Activity:
Copy out the line that contains "For each instance of the pool deck, the" and the lines after it through the final one in the entries below, exactly, with no other lines.

================

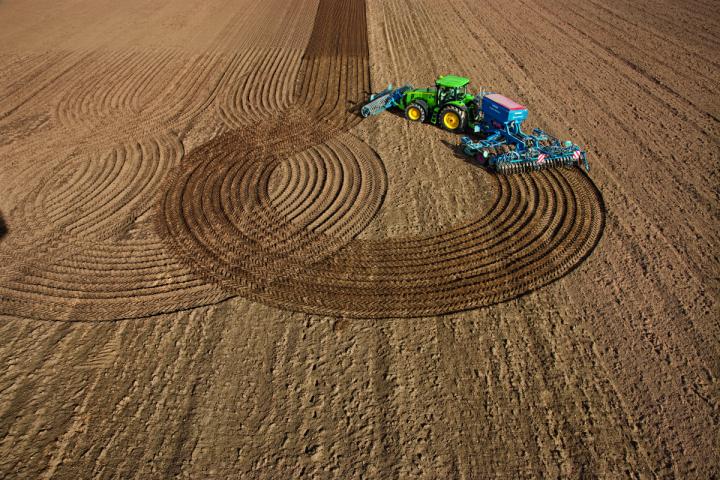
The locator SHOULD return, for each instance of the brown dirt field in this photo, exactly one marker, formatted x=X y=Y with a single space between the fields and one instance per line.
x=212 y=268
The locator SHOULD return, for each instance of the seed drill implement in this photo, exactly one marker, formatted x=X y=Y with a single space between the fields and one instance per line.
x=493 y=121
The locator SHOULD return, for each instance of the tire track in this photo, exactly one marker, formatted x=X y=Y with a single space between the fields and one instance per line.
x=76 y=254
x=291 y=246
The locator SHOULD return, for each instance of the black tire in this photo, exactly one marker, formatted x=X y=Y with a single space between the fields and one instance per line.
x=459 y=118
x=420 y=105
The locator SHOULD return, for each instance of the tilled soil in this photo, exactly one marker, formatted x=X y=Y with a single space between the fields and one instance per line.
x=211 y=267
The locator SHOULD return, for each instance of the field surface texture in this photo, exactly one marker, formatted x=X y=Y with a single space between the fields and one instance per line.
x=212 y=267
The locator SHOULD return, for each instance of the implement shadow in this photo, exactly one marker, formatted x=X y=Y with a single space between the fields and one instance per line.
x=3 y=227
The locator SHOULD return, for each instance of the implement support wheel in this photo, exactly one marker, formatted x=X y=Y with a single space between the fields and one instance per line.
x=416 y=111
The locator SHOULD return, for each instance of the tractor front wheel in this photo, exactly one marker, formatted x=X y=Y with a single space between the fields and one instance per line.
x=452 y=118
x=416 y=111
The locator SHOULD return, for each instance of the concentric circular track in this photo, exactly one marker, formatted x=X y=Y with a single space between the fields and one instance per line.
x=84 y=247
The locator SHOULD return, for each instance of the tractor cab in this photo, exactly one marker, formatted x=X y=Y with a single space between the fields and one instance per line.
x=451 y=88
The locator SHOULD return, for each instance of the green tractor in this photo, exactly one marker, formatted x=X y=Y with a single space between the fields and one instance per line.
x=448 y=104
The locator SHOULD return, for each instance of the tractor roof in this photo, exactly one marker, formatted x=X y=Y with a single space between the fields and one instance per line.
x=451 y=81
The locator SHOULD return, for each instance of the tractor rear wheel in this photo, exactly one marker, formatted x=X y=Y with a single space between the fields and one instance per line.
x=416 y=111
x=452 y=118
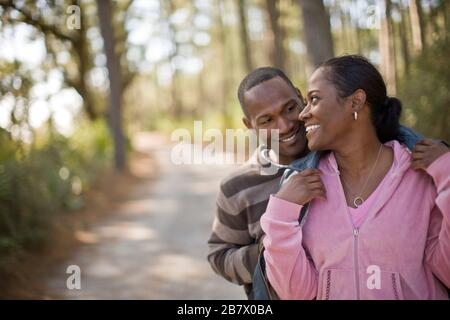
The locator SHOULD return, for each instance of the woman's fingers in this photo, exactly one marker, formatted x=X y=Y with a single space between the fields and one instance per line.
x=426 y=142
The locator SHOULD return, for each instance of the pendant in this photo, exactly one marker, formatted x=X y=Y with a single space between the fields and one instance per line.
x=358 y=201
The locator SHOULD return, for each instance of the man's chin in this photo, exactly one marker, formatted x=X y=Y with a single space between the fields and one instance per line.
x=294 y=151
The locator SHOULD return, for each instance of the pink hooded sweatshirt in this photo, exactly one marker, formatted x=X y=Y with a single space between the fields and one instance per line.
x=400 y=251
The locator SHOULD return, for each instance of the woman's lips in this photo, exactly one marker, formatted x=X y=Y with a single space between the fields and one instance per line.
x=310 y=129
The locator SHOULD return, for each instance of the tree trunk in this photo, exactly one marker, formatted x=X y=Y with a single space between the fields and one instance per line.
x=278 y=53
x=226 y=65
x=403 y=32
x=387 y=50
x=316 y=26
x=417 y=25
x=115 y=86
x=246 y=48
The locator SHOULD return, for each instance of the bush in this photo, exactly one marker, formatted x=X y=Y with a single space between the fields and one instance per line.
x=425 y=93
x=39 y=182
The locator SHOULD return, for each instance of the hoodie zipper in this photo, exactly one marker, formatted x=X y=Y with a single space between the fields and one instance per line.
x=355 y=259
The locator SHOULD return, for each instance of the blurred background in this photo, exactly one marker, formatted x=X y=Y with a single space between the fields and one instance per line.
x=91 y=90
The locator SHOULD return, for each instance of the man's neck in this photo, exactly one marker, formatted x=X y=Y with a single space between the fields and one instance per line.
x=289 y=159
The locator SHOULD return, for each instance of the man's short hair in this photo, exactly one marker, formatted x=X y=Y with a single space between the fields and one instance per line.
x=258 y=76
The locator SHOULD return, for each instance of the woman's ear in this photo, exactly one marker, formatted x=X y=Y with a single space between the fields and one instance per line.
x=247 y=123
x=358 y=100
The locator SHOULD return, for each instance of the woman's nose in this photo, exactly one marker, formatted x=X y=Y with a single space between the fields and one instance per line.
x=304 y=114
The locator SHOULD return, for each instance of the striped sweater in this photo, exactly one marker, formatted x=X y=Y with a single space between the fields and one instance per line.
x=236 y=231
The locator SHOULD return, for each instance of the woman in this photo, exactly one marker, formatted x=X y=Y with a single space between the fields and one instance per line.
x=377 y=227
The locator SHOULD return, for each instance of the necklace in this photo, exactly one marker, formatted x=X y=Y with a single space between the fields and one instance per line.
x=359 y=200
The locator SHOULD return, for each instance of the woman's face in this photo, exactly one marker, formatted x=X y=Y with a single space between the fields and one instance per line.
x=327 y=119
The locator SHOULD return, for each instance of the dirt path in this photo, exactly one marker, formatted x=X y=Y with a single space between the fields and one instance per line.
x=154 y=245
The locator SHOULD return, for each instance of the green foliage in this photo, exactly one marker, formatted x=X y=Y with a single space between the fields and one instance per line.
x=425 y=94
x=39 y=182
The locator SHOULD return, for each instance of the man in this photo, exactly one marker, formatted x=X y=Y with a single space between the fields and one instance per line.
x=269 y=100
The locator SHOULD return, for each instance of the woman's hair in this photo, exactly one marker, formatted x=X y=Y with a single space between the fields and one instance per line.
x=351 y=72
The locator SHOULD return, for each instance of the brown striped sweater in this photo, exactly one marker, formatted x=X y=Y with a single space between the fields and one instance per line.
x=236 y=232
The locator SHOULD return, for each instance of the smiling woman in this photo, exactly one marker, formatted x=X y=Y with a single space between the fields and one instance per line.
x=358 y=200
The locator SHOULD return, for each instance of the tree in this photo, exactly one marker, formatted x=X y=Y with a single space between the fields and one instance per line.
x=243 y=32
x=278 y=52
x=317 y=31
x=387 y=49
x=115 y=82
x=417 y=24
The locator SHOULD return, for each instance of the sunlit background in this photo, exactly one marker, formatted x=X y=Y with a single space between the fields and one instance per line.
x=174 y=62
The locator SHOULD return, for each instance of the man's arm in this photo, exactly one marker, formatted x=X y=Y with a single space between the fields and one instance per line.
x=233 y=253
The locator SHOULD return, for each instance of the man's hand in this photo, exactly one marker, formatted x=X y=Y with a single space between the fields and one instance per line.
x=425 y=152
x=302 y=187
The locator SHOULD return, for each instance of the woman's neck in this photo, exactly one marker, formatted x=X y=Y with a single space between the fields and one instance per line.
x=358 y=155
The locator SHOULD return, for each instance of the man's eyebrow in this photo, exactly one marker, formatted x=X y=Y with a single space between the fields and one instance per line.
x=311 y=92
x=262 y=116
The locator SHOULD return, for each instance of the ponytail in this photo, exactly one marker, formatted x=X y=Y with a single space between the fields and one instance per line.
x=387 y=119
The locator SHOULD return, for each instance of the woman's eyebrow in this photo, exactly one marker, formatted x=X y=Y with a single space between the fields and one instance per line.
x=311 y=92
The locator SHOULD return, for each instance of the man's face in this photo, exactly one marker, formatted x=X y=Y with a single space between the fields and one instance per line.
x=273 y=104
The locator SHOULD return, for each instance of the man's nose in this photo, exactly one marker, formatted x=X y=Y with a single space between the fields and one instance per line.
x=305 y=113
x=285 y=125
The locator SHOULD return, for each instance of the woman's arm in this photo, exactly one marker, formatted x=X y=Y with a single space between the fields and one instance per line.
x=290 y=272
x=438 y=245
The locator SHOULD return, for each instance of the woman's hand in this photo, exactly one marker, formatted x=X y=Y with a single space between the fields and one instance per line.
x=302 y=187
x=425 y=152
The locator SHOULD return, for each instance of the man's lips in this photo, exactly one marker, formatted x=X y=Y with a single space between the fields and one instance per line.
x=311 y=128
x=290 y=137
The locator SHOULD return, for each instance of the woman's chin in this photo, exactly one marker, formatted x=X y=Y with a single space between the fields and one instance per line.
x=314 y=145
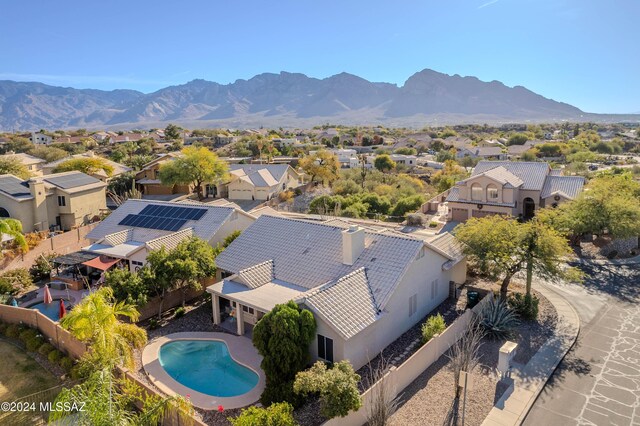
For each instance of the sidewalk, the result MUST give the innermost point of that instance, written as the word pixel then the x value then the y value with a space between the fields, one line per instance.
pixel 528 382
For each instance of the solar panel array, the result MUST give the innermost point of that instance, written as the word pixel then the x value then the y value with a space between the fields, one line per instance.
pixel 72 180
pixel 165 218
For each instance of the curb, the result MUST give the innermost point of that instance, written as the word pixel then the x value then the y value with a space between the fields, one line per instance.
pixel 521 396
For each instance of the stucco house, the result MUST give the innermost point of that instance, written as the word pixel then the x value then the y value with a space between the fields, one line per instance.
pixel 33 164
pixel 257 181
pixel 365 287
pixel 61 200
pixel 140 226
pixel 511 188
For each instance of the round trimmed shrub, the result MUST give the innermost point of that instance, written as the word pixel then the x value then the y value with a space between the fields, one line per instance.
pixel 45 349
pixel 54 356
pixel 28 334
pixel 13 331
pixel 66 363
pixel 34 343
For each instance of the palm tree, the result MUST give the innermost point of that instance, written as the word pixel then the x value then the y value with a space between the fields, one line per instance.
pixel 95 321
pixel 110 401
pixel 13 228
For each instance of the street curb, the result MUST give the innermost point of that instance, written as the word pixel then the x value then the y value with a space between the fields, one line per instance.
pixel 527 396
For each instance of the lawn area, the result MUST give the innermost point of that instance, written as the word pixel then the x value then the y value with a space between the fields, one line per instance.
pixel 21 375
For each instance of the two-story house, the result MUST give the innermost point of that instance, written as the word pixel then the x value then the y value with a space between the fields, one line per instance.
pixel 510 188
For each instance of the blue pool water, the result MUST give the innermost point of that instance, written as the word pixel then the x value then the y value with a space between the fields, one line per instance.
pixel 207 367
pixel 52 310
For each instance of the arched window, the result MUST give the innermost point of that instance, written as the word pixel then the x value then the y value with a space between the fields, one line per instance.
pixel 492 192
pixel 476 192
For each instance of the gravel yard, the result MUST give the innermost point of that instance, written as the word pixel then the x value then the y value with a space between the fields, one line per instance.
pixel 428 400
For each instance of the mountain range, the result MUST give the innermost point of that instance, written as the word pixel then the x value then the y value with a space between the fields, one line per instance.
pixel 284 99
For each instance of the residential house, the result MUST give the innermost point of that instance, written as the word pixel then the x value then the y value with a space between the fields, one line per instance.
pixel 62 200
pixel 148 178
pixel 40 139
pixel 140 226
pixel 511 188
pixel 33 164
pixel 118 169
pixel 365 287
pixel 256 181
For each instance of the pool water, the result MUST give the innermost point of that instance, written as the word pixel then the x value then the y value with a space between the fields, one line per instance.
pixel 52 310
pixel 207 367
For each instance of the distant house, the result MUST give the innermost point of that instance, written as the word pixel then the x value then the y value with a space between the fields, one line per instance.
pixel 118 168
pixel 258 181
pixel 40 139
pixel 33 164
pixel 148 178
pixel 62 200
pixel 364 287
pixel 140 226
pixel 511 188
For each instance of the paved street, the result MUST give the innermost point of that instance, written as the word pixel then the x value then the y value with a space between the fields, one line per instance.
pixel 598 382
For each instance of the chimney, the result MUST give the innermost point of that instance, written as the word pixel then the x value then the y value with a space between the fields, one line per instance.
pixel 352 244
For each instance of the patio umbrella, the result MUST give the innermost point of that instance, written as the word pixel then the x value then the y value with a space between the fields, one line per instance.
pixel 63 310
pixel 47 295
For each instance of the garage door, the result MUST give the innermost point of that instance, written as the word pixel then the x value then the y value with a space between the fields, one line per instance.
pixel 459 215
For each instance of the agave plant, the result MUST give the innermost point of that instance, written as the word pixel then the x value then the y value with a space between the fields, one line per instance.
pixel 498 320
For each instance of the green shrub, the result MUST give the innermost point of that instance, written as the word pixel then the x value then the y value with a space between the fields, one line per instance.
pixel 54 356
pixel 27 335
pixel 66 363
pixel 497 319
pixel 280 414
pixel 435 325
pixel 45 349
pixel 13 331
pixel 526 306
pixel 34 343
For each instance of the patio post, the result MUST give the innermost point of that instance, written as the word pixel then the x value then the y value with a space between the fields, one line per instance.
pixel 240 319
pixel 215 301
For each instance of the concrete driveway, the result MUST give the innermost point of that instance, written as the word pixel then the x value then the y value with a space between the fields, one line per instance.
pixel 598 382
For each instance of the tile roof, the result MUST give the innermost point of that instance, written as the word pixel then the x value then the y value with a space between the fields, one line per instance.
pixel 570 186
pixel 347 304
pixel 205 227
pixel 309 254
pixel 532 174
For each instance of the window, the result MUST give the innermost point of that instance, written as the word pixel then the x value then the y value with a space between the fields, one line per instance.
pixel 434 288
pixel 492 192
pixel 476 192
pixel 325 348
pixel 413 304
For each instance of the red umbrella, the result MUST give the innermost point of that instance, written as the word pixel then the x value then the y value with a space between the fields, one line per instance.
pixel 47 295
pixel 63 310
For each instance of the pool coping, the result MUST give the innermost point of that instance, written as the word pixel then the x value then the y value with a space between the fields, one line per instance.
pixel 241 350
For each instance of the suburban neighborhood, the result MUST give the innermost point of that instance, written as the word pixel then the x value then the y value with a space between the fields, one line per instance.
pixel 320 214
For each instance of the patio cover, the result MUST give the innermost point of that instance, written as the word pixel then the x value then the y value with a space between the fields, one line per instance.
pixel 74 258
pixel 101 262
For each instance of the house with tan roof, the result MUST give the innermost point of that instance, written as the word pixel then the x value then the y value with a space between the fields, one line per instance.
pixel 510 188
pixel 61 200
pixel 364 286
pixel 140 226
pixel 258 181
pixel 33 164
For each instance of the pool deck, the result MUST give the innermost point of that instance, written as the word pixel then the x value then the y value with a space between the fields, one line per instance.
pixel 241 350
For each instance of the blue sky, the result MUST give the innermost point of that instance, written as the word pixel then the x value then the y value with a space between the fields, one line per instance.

================

The completed task:
For each instance of the pool deck, the result MUST give the innermost point of that instance, written as the word pixel then the x value then the y value with a space between the fields, one line per instance.
pixel 241 350
For each instance of the blue sky, the result MUST give the innermost point of that instance, written as the word pixel then the x value then the y value with a space between the fields, one line per instance.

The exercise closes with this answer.